Dataset records
◇ ◇ ◇

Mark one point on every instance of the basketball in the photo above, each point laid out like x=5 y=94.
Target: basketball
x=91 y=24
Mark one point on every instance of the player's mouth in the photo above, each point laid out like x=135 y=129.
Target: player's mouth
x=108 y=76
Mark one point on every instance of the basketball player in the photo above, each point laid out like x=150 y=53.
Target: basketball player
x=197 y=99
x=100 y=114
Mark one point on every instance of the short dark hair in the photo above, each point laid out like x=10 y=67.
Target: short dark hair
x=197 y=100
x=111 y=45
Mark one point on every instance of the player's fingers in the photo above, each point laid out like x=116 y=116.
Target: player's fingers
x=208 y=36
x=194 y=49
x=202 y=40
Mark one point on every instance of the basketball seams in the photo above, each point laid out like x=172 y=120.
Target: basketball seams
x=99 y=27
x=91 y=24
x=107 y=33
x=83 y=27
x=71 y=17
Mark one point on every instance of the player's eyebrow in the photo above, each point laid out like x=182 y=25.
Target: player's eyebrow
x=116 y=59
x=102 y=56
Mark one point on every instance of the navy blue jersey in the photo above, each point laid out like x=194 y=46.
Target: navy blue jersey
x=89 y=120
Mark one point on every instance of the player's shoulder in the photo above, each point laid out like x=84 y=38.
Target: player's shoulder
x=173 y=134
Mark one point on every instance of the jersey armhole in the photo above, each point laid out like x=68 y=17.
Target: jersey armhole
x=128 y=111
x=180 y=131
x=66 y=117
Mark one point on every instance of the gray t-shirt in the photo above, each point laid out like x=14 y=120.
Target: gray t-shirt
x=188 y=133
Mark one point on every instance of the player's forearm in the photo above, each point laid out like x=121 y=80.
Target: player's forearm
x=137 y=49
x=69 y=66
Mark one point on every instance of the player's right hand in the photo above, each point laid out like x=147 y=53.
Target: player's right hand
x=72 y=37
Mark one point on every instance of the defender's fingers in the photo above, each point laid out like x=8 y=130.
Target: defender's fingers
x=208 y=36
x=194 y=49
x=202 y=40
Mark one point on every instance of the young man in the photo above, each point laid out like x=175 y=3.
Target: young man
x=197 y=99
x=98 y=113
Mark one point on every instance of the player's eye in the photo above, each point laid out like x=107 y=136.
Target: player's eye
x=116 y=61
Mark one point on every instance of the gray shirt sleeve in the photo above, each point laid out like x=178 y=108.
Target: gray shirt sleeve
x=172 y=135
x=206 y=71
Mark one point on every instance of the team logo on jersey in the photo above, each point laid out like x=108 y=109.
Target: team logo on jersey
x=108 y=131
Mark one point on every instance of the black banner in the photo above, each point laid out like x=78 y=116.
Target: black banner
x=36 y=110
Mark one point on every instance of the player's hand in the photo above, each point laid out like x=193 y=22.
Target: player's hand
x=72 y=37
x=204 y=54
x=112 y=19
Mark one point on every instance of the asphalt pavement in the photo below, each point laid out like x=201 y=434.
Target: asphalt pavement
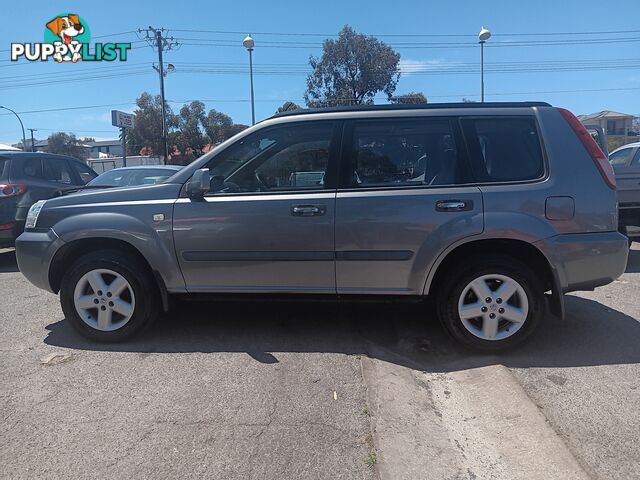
x=323 y=390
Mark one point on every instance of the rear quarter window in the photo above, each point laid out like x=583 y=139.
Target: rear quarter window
x=504 y=149
x=26 y=168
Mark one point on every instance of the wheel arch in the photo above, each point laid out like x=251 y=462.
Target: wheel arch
x=76 y=248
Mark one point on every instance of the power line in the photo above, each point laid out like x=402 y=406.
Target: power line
x=426 y=35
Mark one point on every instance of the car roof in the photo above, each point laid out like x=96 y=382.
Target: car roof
x=145 y=167
x=15 y=154
x=422 y=106
x=628 y=145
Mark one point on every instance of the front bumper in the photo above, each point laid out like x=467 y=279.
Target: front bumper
x=34 y=253
x=584 y=261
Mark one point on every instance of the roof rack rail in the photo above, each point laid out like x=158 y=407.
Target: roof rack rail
x=424 y=106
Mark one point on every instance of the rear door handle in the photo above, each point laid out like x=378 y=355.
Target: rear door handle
x=308 y=210
x=454 y=205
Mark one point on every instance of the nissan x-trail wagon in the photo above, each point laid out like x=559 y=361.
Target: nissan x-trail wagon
x=495 y=210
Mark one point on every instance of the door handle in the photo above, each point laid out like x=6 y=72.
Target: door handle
x=454 y=205
x=308 y=210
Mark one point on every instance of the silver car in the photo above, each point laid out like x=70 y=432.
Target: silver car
x=483 y=206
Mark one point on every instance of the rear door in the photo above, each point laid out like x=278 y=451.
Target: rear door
x=404 y=196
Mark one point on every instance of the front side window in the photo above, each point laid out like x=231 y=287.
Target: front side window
x=406 y=152
x=621 y=157
x=504 y=149
x=281 y=158
x=30 y=168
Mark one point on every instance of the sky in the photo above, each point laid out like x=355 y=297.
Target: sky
x=571 y=53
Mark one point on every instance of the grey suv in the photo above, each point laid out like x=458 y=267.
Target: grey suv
x=483 y=206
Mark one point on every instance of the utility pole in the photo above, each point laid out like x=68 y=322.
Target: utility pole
x=156 y=40
x=123 y=134
x=33 y=145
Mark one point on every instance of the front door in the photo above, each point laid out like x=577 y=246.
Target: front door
x=267 y=224
x=402 y=200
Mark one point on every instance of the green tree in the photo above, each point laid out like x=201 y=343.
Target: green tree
x=351 y=71
x=411 y=98
x=216 y=126
x=146 y=134
x=186 y=141
x=67 y=144
x=288 y=106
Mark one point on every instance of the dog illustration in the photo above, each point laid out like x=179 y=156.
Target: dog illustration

◇ ◇ ◇

■ WHAT THE TASK ASKS:
Return all lines from the entries that contain the string "illustration".

■ ANSWER SPACE:
Mark one point on every instance of the dog illustration in the photo above, each point laid out like x=179 y=156.
Target: dog illustration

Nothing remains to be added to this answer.